■ **Raw data**
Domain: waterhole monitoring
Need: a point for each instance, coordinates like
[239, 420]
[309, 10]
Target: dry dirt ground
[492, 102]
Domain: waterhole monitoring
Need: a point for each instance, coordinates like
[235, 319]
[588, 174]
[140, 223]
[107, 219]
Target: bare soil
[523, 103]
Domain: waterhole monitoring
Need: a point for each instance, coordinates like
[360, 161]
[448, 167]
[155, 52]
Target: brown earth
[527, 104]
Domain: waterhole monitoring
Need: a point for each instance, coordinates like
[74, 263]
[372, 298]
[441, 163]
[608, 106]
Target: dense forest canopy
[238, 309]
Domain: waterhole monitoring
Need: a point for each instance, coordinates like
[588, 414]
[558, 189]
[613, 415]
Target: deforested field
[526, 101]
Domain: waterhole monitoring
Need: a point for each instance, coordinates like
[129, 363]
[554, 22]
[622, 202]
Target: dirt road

■ **What to work on**
Every entry is to be printed exactly as given.

■ **Reply to the exercise**
Domain: waterhole monitoring
Need: a point for each instance, coordinates like
[239, 420]
[309, 10]
Target: dry dirt ground
[492, 102]
Domain: waterhole monitoring
Need: a point for each instance, coordinates like
[235, 319]
[588, 174]
[140, 223]
[107, 219]
Target: bare soil
[523, 103]
Domain: waterhole monitoring
Need: a point for each instance, coordinates like
[360, 161]
[448, 167]
[155, 52]
Target: brown earth
[527, 104]
Domain: waterhole monitoring
Need: a point for each instance, coordinates like
[74, 263]
[372, 298]
[441, 163]
[608, 106]
Target: dense forest canopy
[238, 309]
Domain: waterhole monitoring
Need: a point for each instance, coordinates like
[588, 414]
[558, 189]
[613, 415]
Target: deforested field
[526, 101]
Domain: waterhole monitoring
Need: a point for each instance, coordinates like
[129, 363]
[554, 22]
[622, 202]
Target: dirt road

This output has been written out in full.